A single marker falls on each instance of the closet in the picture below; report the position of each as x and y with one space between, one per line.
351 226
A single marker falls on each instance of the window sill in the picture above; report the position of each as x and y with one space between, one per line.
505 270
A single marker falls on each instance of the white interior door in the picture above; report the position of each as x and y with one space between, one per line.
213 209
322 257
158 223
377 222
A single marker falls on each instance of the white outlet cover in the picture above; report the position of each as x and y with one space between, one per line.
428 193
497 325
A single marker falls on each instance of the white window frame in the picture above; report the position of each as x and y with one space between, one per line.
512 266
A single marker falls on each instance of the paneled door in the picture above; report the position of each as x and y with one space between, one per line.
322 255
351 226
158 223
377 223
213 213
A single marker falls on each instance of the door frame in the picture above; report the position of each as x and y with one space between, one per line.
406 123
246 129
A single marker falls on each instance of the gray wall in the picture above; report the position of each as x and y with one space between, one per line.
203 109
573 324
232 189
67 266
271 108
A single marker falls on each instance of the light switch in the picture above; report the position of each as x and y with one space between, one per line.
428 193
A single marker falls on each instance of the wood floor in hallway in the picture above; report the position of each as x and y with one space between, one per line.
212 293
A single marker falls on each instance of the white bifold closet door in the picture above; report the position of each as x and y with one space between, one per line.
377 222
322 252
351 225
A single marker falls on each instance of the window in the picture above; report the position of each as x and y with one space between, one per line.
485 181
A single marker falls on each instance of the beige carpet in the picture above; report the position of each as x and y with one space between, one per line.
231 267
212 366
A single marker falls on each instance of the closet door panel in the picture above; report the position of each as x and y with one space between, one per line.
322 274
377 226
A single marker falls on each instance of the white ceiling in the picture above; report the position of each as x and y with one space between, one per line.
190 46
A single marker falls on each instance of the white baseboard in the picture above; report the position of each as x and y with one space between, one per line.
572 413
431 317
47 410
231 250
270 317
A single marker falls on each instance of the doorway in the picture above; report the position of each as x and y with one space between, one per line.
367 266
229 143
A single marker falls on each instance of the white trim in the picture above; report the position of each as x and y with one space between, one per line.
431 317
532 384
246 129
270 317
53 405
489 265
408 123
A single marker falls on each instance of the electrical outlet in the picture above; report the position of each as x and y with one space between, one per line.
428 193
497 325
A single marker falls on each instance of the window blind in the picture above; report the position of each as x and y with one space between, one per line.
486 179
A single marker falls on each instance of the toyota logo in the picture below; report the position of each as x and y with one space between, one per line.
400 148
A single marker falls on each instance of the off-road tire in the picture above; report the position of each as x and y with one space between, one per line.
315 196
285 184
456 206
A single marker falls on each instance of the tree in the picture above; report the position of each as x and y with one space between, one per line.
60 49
◇ ◇ ◇ ◇ ◇
• Task item:
Would you please reproduce the entries above word for word?

• Task response:
A single marker falls on each instance of the closet in the picture below; report the position of each as x and y with one space between, one per line.
351 226
A single marker falls on each instance of the window sill in the picture above; report the position of each as x and y with one space between, one per line.
505 270
A single marker falls on each instance of the white interior door in the picture above; report the position of each as x and y with one space between, one per line.
213 209
322 257
158 223
377 222
A single marker falls on each instance of the white outlet cover in the picture above; report the position of each as x and y with one space between, one per line.
428 193
497 325
A single marker falls on each instance of the white window frame in the picture above; report the position of each as x and y with one space between, one per line.
512 266
A single marker falls on each instance of the paneled door in the picture above; report the position of each as x and y with one space between, one per line.
322 255
351 226
158 223
377 223
213 213
A single marker falls on each instance of the door frame in the picture above; report the position of each as x and y with one space between, one per line.
406 123
246 129
A single marker falls on each instance of the gray wall in the picture above; report the position of each as x and y with one space between, one per line.
203 109
573 324
232 189
67 266
271 108
A single marker falls on each instance of the light switch in the picture above; report the position of each as x and y with one space between, one per line.
428 193
A single marker falls on each instance of the wood floor in hallway in the picture above; report the position of each as x and y with one space between, one per line.
212 293
A single marker falls on each instance of the white bifold closet door in the picture above; report the position of each as x and y with one space between, one per line.
377 222
322 252
351 225
A single marker falls on each instance of the window in the picture above; report the position of each as x and y with one space between, one per line.
485 181
A single marker falls on each instance of the beige carpet in the picture above; report the position of each as x and y with one space between, one per line.
231 267
212 366
A single marker falls on each instance of the closet door panel in the picture above; report the position of each as x and y with one space between, one per line.
322 274
377 226
A single marker falls on each instance of the white ceiling in the picture above; report the position of each as x and y with one space between, one per line.
190 46
A single marker falls on each instance of the white baseboard in the picture above; report the position of each as x and y with one space between, one per line.
572 413
431 317
47 410
231 250
270 317
A single marker falls on each instance of the doorway in the picture above; report the position of each as x and y with one space between, one per line.
367 266
229 143
A single marker falls on each instance of the white trim in the picture above; report the position of each as x and y with one space between, one per line.
431 317
532 384
246 129
270 317
53 405
489 265
408 123
A single marker falls on each instance of the electrical outlet in the picture above; report the position of each as x and y with one space between, one per line.
428 193
497 325
A single marker falls on each instance of the window blind in the picture above; report the position of each as x and y with one space between, one per line.
486 179
A single marker falls on each instance of the toyota logo in the picture below; report the position of each as x and y with one space between, one per line.
400 148
A single marker falls on each instance of the off-road tire in the picture above; report the position of each as x and y with one space between, one per line.
315 196
285 184
456 206
A single marker falls on each instance of the tree in the picture above; report the position of each as x and y with one space between, one per line.
60 49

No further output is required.